-- start EXTRACT TO READ --

Cornerstone on Demand have been experiencing 60% growth according to Corsello, who sees the current climate as being similar to the Customer relationship Management space a few years ago, when Salesforce and others really started putting the cat amongst the pigeons. Cornerstone are true multi tenant in their architecture, and some of their appeal to customers and prospects is sure to be the SaaS advantages of pushing out updates painlessly, as opposed to endless patch Tuesdays and upgrades many in the marketplace have past war wounds from. Nasdaq listed Cornerstone, who have been quietly growing and hit a billion dollar market cap after ipo'ing last year  (incidentally a peak Jive Software briefly hit this week in the pure play collaboration space), and I'm sure are being eyed along with other mid market players such as Ultimate and Saba in the great enterprise roll up show, although all strenuously deny this when asked - as did Taleo until the announcement (they were running inappropriate press ads in the Wall Street Journal this week about M&A distractions).

The big question in my mind, having been in the trenches doing strategy work with real enterprise business users, is how much of the current cloud stratosphere is what customers are actually going to move onto in the near term and how much is IT fashion and financial market prevailing winds. Saba's Farshchi, who knows the enterprise world well, is proud of their independent status with 'no relation to ERP's). Saba, like the Enterprise 2.0 world is a believer in 'bottom up' Human Resource Management, something their soon to be announced 'People Cloud' aims to enable.

-- end EXTRACT TO READ --
-- start PROVIDED DATA --

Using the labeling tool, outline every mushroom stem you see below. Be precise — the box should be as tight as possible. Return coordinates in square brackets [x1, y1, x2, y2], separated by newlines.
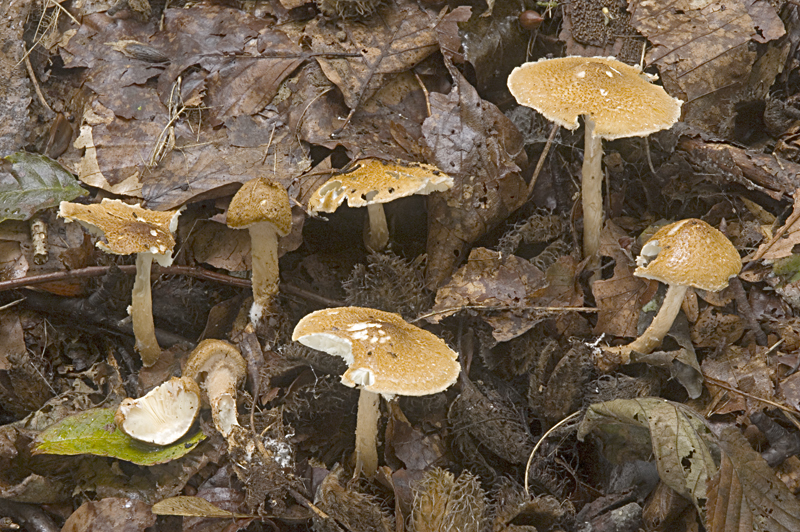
[355, 388, 381, 478]
[581, 115, 603, 268]
[365, 203, 389, 252]
[249, 222, 280, 325]
[205, 365, 239, 438]
[625, 284, 689, 354]
[128, 253, 161, 367]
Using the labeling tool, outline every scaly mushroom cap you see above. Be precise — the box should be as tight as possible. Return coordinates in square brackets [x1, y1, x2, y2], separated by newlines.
[292, 307, 461, 395]
[227, 177, 292, 236]
[114, 377, 200, 445]
[508, 57, 683, 140]
[308, 159, 453, 213]
[633, 218, 742, 292]
[58, 199, 180, 266]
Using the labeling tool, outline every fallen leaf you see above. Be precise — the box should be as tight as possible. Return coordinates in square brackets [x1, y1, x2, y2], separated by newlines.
[705, 427, 800, 532]
[578, 397, 719, 513]
[422, 69, 527, 288]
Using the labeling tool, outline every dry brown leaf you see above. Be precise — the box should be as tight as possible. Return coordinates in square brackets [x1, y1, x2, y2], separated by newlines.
[422, 69, 527, 288]
[592, 221, 658, 337]
[705, 428, 800, 532]
[628, 0, 788, 136]
[306, 0, 438, 110]
[701, 345, 775, 414]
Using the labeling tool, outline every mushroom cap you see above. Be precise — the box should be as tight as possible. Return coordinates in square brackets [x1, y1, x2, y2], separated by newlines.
[227, 177, 292, 236]
[308, 159, 453, 214]
[58, 199, 180, 266]
[633, 218, 742, 292]
[508, 57, 683, 140]
[183, 339, 247, 394]
[114, 377, 200, 445]
[292, 307, 461, 395]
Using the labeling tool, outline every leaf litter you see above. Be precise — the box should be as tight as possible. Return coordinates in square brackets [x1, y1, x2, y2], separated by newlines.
[0, 0, 800, 532]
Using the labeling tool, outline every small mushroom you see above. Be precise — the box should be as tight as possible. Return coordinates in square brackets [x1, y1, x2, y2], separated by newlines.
[114, 377, 200, 445]
[308, 159, 453, 251]
[227, 177, 292, 325]
[292, 307, 461, 477]
[508, 57, 683, 268]
[598, 218, 742, 370]
[58, 199, 180, 367]
[183, 340, 247, 438]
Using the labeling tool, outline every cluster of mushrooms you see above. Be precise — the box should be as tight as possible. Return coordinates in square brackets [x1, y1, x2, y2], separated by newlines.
[59, 57, 741, 477]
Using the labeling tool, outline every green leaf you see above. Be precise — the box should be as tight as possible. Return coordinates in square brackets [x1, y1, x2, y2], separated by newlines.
[578, 397, 720, 514]
[33, 408, 205, 466]
[0, 152, 88, 222]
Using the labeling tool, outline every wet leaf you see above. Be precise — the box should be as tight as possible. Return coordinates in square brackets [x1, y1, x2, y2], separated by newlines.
[0, 152, 88, 222]
[153, 495, 254, 518]
[578, 397, 719, 513]
[705, 427, 800, 532]
[33, 408, 205, 466]
[61, 497, 156, 532]
[422, 69, 527, 287]
[306, 0, 438, 109]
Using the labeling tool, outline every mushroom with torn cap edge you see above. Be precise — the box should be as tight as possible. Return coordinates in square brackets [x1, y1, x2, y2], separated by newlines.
[292, 307, 461, 477]
[508, 56, 683, 270]
[114, 377, 200, 445]
[308, 159, 453, 251]
[58, 199, 181, 367]
[227, 177, 292, 325]
[598, 218, 742, 370]
[183, 339, 247, 438]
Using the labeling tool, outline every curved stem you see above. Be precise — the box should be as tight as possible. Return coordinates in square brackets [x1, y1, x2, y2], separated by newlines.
[356, 388, 381, 478]
[365, 203, 389, 252]
[128, 253, 161, 367]
[249, 222, 280, 325]
[581, 120, 603, 269]
[626, 285, 689, 354]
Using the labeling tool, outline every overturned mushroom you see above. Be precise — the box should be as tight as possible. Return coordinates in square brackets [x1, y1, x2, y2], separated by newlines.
[183, 340, 247, 438]
[508, 57, 683, 270]
[292, 307, 461, 477]
[58, 199, 180, 366]
[598, 218, 742, 370]
[309, 159, 453, 251]
[114, 377, 200, 445]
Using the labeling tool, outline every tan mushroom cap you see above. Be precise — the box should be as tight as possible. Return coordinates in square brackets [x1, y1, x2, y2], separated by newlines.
[308, 159, 453, 213]
[633, 218, 742, 292]
[292, 307, 461, 396]
[58, 199, 180, 260]
[508, 57, 683, 140]
[227, 177, 292, 236]
[114, 377, 200, 445]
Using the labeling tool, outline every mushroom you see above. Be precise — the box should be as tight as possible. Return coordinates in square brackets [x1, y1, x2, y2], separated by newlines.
[308, 159, 453, 251]
[58, 199, 180, 367]
[292, 307, 461, 477]
[508, 57, 683, 266]
[600, 218, 742, 370]
[227, 177, 292, 325]
[183, 339, 247, 438]
[114, 377, 200, 445]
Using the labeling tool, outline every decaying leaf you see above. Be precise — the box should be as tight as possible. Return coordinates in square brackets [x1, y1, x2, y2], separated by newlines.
[33, 408, 206, 465]
[152, 495, 255, 518]
[422, 69, 527, 287]
[705, 428, 800, 532]
[429, 248, 547, 342]
[592, 221, 658, 337]
[0, 152, 88, 222]
[578, 397, 719, 513]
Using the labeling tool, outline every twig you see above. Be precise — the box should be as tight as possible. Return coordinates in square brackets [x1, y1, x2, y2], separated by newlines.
[525, 410, 582, 497]
[527, 124, 559, 199]
[22, 43, 55, 114]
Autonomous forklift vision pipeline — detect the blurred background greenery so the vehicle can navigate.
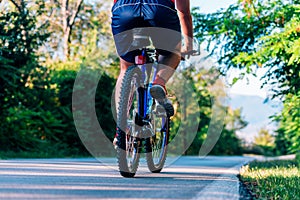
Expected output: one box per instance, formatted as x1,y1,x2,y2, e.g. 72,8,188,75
0,0,300,158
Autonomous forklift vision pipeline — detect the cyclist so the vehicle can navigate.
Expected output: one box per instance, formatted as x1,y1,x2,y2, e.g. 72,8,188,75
111,0,193,115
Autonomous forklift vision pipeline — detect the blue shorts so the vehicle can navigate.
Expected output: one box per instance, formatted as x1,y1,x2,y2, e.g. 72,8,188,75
111,0,181,63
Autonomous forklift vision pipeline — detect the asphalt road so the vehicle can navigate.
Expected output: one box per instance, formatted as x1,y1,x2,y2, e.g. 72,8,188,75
0,156,253,200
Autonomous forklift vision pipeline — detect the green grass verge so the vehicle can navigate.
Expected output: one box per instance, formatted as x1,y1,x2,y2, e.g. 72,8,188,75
0,150,91,160
240,160,300,200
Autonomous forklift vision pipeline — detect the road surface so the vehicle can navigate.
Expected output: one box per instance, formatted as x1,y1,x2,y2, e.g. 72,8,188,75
0,156,253,200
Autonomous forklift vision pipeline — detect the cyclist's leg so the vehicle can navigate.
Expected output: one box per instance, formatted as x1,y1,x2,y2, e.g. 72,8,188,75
142,0,181,89
115,57,133,111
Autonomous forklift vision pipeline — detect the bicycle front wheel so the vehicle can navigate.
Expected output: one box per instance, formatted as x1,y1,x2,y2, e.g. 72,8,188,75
145,105,170,173
117,66,141,177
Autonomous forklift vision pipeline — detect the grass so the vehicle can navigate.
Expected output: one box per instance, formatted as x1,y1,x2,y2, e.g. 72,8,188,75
240,160,300,200
0,150,90,160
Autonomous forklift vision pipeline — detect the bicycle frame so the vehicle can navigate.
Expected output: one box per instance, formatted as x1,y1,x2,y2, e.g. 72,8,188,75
136,48,165,126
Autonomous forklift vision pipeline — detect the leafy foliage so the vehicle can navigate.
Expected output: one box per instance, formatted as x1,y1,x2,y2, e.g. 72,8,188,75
194,0,300,96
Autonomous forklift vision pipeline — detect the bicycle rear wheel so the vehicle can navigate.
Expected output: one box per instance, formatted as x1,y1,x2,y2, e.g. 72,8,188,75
117,66,141,177
145,105,170,173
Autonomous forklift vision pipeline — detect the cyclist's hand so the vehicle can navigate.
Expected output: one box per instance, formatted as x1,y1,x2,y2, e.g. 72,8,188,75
181,39,195,60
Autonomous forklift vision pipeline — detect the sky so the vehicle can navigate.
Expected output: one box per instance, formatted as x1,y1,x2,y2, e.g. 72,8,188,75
191,0,279,142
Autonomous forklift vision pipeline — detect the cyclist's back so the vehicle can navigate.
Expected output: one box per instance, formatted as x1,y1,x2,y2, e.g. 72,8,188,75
111,0,193,118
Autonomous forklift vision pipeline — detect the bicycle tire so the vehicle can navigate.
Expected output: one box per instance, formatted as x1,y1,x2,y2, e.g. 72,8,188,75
117,66,142,177
145,107,170,173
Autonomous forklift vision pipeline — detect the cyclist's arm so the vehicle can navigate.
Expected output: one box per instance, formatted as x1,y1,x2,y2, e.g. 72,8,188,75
175,0,193,53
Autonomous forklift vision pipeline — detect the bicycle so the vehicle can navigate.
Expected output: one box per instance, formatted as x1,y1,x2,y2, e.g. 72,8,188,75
117,30,199,177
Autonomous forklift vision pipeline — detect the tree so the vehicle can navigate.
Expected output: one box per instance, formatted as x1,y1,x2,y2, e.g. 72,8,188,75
40,0,109,61
194,0,300,97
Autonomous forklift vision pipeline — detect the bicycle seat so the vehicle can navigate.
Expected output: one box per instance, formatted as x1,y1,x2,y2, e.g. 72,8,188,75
132,29,151,48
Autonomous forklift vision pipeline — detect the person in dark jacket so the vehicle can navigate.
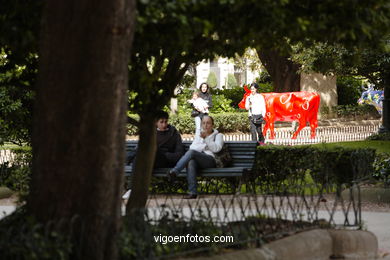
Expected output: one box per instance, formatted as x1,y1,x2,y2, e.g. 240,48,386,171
194,82,213,136
126,111,184,168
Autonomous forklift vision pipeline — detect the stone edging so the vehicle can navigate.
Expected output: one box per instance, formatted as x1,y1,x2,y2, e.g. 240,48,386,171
186,229,378,260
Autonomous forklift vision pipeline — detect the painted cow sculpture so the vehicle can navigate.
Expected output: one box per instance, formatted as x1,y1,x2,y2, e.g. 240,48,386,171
358,88,384,115
238,86,320,139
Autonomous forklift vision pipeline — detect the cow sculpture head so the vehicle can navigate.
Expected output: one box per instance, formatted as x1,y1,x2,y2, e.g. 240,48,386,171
238,85,320,139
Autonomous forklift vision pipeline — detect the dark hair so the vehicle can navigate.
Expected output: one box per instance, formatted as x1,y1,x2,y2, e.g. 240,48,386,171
199,82,210,92
250,83,260,89
156,110,169,120
202,115,214,125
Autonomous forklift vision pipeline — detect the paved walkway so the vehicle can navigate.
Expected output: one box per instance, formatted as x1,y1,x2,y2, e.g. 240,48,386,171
0,200,390,259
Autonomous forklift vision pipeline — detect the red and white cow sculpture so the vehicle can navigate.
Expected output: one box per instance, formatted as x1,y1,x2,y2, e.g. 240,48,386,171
238,86,320,139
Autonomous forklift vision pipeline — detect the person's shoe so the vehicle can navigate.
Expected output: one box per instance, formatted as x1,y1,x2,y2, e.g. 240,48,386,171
167,170,176,182
184,194,198,200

-- end PROVIDED DATA --

REQUIRED ACTIONS -
(1) List every software company named in the cloud HR software text. Leave out the stock exchange and the newspaper.
(2) Transcribe everything from "The big question" down to "aims to enable." in the cloud HR software text.

ANSWERS -
(1)
Cornerstone on Demand
Salesforce
Jive Software
Ultimate
Saba
Taleo

(2)
The big question in my mind, having been in the trenches doing strategy work with real enterprise business users, is how much of the current cloud stratosphere is what customers are actually going to move onto in the near term and how much is IT fashion and financial market prevailing winds. Saba's Farshchi, who knows the enterprise world well, is proud of their independent status with 'no relation to ERP's). Saba, like the Enterprise 2.0 world is a believer in 'bottom up' Human Resource Management, something their soon to be announced 'People Cloud' aims to enable.